▶ **Supplied material**
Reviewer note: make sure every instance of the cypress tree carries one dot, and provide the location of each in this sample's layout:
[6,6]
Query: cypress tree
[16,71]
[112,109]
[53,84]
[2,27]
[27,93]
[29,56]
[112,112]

▶ **Given instruction**
Copy every row above in full, request lines included, and shift each coordinate in the answer points by -40. Leave all numbers outside the answer points as they are.

▶ **Answer to the task**
Reviewer note: make sure every instance of the cypress tree carries one dot, and provide the location of each in this sample's layout:
[6,6]
Query: cypress tree
[-24,31]
[72,69]
[13,44]
[-38,-13]
[-13,53]
[-11,16]
[72,72]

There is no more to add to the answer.